→ Short exercise: In the material below, rewrite everything from the line containing "Can you find the ceiling fan light" down to the line containing "x=318, y=122", both of those lines included, with the requests kept as they are. Scale each point coordinate in the answers by 1.05, round to whole numbers with halves going up, and leave the pictures out.

→ Material for this exercise:
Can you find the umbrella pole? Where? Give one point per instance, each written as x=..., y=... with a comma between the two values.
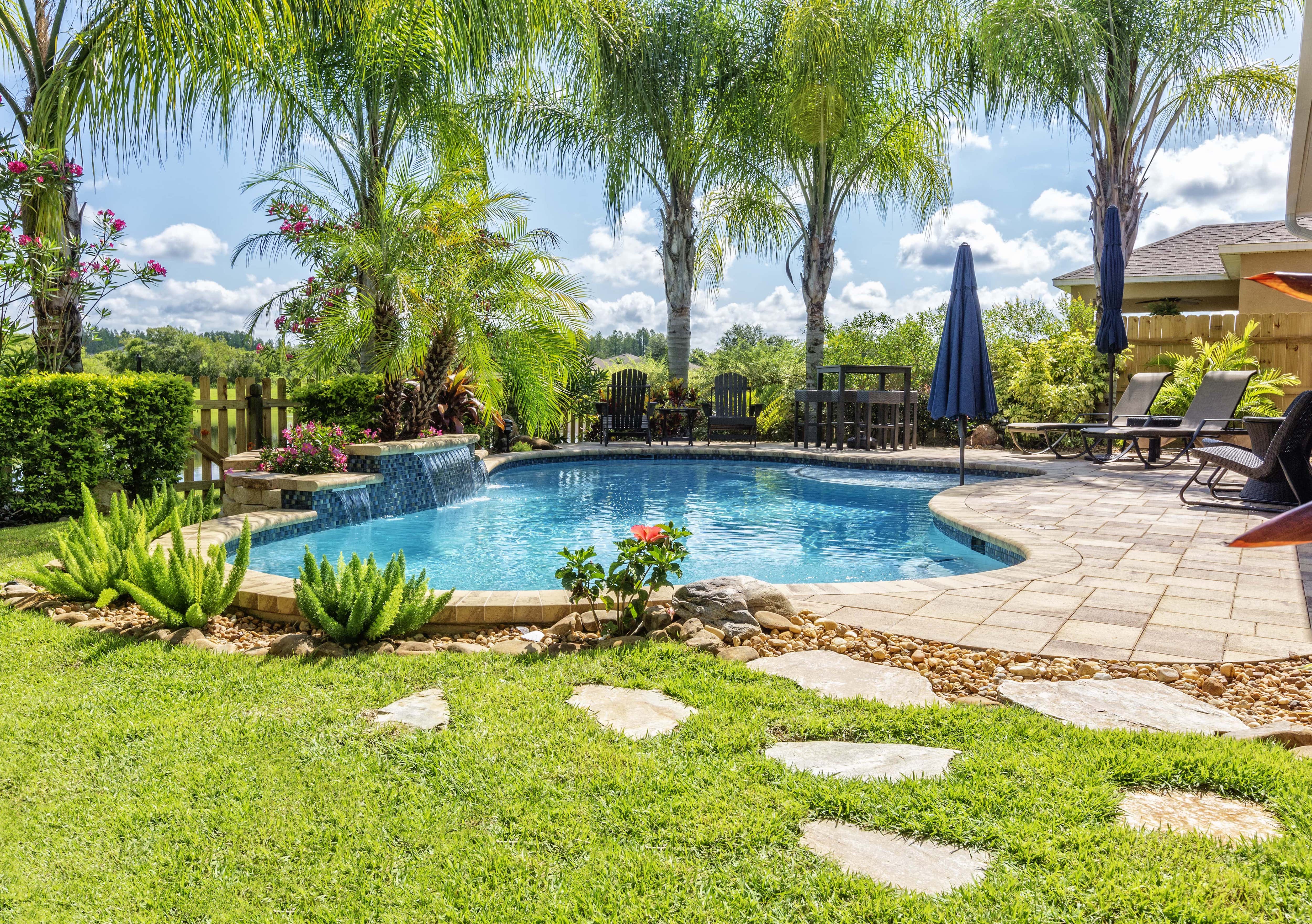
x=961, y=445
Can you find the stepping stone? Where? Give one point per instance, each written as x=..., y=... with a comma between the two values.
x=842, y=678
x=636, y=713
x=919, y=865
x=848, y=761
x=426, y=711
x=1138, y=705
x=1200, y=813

==

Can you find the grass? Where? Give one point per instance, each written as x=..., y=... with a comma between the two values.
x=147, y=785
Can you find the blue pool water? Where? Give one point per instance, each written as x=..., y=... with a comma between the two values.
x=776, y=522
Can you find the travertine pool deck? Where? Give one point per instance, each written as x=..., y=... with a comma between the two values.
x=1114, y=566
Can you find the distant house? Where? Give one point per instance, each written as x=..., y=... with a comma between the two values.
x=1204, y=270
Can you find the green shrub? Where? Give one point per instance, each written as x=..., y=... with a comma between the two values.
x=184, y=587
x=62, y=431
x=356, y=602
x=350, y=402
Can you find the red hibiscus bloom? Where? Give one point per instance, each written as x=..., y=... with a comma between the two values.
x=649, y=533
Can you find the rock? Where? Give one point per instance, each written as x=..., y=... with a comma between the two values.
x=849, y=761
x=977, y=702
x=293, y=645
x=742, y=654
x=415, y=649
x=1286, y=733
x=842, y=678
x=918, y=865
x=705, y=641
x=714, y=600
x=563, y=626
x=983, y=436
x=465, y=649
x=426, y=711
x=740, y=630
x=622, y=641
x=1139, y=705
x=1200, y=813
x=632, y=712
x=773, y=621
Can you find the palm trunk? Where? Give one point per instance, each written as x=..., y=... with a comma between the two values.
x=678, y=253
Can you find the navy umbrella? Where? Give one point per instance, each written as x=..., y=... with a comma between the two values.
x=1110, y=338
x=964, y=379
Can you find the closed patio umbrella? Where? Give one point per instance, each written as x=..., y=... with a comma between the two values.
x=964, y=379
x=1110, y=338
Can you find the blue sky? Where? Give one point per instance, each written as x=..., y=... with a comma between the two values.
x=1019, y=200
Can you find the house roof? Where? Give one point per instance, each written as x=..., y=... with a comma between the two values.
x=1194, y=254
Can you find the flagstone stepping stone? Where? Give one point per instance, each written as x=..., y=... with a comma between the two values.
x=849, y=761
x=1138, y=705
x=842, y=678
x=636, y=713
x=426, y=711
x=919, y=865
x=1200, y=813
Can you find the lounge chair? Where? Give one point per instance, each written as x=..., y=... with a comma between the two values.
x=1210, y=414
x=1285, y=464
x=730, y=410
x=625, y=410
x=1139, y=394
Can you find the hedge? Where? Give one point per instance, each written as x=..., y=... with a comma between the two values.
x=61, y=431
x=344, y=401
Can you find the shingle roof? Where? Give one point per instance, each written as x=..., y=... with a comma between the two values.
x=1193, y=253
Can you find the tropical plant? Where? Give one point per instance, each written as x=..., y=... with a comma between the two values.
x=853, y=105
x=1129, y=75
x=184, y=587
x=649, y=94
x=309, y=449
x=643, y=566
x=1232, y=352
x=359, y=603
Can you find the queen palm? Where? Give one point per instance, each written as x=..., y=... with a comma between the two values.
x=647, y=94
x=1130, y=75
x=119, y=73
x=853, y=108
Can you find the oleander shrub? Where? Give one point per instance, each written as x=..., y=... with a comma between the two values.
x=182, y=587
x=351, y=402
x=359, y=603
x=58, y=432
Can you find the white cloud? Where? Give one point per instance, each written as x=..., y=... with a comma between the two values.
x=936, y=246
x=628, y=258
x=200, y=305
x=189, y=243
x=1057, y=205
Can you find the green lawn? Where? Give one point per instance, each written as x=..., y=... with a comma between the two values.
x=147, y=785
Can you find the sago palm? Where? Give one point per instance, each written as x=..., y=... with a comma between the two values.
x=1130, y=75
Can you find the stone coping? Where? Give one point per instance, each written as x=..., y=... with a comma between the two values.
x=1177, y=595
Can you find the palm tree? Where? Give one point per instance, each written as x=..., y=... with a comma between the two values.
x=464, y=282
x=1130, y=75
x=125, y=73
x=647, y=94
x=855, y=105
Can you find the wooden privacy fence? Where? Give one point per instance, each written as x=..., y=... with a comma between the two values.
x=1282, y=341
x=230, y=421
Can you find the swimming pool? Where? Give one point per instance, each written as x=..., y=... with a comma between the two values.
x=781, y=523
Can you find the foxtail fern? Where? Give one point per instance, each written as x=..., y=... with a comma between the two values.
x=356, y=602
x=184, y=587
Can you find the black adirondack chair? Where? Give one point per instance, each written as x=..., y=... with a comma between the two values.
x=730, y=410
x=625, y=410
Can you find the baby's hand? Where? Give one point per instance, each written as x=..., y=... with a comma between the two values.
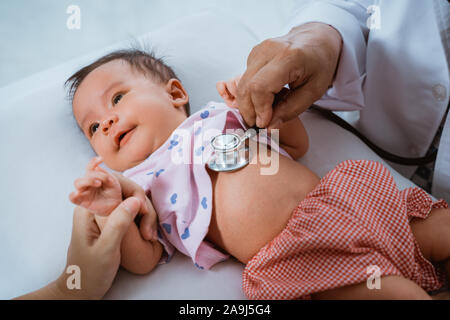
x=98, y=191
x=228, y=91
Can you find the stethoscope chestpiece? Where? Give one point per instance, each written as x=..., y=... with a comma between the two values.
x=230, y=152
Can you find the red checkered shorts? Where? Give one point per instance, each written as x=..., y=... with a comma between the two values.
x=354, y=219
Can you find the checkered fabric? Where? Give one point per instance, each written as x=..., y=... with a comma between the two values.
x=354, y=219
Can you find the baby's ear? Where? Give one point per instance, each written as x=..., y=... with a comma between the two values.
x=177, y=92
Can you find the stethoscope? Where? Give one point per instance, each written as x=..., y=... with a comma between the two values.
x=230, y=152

---

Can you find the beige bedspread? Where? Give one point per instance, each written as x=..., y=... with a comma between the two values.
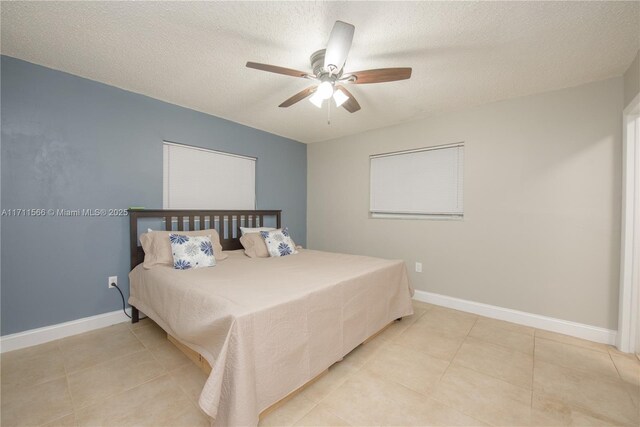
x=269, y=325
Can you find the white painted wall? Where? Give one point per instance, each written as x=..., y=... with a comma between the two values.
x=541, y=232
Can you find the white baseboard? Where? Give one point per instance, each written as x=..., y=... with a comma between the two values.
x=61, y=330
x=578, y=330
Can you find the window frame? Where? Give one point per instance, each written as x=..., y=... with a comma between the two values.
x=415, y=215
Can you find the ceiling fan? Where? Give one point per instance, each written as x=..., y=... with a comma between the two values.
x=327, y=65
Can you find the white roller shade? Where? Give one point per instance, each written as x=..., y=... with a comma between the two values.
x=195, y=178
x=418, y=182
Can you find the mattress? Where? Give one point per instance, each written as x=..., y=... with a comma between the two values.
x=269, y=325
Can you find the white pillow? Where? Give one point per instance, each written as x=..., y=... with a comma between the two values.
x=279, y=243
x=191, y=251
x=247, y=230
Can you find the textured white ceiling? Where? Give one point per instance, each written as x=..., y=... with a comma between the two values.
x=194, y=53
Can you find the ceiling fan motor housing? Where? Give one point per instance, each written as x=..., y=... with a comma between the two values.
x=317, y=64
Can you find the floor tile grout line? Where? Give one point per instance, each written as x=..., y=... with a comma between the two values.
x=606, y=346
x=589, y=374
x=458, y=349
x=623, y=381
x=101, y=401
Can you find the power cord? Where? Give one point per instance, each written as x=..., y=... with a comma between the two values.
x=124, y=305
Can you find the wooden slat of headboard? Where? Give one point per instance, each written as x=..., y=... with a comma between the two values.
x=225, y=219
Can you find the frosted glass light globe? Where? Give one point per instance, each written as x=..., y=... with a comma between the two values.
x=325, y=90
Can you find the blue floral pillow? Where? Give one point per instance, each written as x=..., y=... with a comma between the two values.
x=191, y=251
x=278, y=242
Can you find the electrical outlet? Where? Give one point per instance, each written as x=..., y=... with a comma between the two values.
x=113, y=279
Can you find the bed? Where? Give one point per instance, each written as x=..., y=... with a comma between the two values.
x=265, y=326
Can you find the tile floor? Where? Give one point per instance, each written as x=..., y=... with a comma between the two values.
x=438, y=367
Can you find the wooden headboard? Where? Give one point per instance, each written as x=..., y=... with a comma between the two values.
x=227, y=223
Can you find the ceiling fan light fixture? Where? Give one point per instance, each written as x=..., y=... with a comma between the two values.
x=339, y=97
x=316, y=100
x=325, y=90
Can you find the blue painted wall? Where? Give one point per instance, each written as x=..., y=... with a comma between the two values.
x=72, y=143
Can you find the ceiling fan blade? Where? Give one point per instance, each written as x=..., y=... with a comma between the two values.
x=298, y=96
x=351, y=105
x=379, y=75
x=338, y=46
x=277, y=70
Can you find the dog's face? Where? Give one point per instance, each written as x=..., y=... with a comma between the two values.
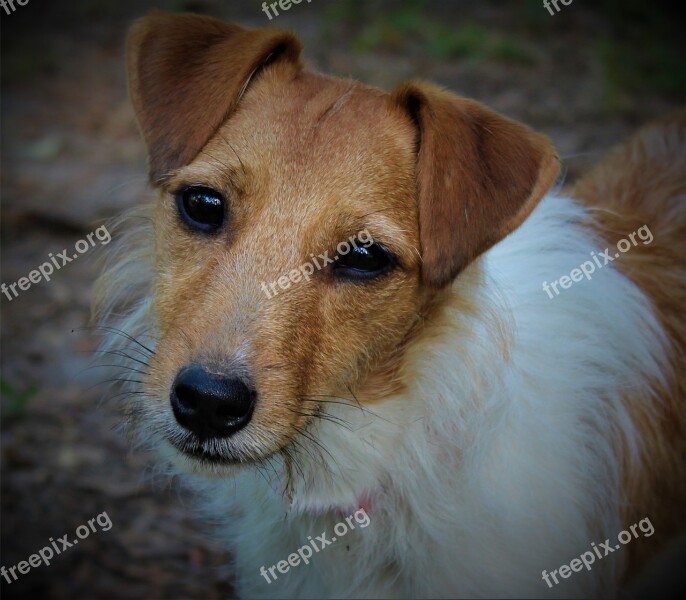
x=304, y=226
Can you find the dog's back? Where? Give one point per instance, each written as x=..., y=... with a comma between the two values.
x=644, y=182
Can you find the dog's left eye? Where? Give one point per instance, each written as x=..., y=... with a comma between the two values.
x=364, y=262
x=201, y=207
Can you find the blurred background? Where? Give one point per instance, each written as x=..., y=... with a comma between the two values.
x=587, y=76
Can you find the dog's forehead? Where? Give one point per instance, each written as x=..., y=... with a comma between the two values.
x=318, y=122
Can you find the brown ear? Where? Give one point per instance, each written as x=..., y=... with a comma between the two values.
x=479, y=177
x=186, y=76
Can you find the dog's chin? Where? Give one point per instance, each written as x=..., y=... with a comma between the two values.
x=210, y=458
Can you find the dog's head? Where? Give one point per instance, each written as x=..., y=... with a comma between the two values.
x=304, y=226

→ Solution for this task:
Can you find the ceiling fan light fixture? Where? Give one point per instance, each written as x=..., y=... with a comma between the two values.
x=356, y=102
x=332, y=105
x=341, y=95
Can you find the blue painted wall? Where? Give one point per instance, each written as x=..., y=... with a comma between the two values.
x=76, y=150
Can you find the ceiling fan blade? Where? Give one point per instance, each written as x=..., y=... with a comma between the two values.
x=313, y=101
x=369, y=110
x=398, y=79
x=355, y=48
x=291, y=74
Can you find the dog's face? Where? Give one point per instance, each written as x=..., y=... with a comma between the two values.
x=319, y=237
Can you find the dog's back? Where? Give one point per instance, each written as x=..., y=... with a comma between the two values.
x=676, y=191
Can you find the dog's left eye? Where? Give one point per instance, each written as x=..., y=... with a comma between the two values.
x=382, y=275
x=211, y=217
Can you find the blurred background? Where? Give one point per instance, each written as x=..., y=... with a comma between the two values.
x=616, y=80
Can you find the dog's forehead? Where? Give one point per instance, each written as x=..., y=... with a comma between the two values.
x=334, y=128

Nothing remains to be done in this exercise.